#### [Do this]
Collect every line of the entries below that contains the word "jacket", and copy each one out. Case counts.

#### [Dataset records]
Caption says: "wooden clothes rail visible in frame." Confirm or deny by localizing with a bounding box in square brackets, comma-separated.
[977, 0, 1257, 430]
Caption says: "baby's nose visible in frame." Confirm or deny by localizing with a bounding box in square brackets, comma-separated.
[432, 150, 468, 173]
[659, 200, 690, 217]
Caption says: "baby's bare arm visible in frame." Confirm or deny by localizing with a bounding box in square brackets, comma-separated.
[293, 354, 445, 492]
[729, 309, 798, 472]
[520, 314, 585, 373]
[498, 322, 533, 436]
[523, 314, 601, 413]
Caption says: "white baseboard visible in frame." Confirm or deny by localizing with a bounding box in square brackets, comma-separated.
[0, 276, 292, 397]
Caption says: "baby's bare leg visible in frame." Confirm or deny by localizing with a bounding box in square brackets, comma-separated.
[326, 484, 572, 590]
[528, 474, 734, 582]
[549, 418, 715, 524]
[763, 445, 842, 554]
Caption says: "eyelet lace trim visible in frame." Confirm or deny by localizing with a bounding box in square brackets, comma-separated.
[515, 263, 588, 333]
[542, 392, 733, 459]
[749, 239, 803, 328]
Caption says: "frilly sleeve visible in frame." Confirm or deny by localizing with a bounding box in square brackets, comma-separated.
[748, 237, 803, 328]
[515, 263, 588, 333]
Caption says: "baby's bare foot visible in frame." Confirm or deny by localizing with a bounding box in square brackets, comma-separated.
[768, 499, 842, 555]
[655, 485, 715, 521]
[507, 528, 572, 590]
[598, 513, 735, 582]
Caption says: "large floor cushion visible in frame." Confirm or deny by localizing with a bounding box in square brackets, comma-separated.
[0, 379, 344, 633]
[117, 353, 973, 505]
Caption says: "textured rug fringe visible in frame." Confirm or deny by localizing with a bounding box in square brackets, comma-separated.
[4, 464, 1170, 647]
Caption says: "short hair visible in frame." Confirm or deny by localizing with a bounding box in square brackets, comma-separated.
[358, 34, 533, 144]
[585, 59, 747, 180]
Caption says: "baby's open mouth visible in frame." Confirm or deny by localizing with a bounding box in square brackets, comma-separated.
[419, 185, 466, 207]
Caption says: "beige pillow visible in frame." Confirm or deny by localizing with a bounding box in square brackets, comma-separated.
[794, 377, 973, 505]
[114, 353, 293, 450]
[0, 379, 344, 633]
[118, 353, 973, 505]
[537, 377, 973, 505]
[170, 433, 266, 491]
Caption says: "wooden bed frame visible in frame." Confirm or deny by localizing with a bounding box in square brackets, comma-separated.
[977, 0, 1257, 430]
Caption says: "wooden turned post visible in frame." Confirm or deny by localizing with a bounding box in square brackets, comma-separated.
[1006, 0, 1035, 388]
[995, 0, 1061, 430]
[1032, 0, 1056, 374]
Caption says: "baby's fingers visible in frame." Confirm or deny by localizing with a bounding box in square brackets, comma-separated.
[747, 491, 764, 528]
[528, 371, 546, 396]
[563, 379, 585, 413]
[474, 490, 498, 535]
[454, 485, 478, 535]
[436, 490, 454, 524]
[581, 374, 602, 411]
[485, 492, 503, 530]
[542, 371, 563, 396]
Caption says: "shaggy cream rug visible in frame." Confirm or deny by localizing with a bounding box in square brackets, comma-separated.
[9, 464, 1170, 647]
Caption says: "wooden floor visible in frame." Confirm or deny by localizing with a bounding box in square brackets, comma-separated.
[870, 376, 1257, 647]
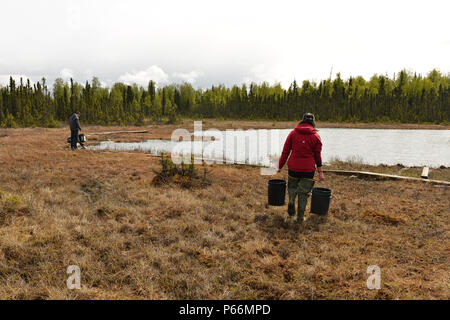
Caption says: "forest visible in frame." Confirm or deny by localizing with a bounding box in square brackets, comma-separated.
[0, 70, 450, 128]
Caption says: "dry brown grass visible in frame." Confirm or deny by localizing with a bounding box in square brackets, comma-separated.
[0, 126, 450, 299]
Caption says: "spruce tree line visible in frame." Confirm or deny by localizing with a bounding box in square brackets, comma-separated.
[0, 70, 450, 127]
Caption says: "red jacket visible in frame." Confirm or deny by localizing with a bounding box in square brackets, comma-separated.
[278, 123, 322, 172]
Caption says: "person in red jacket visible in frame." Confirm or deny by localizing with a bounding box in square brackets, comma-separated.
[278, 113, 325, 223]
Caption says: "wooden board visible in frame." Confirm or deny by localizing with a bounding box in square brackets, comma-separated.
[323, 170, 450, 185]
[86, 130, 148, 136]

#### [Task solution]
Caption says: "red jacket visible in frame." Confirm or deny by localizing with a bounding box in square brackets, comma-separated.
Caption says: "person in red jacket visible in frame." Confirm or deny by localizing with a bounding box in square brackets, comma-separated.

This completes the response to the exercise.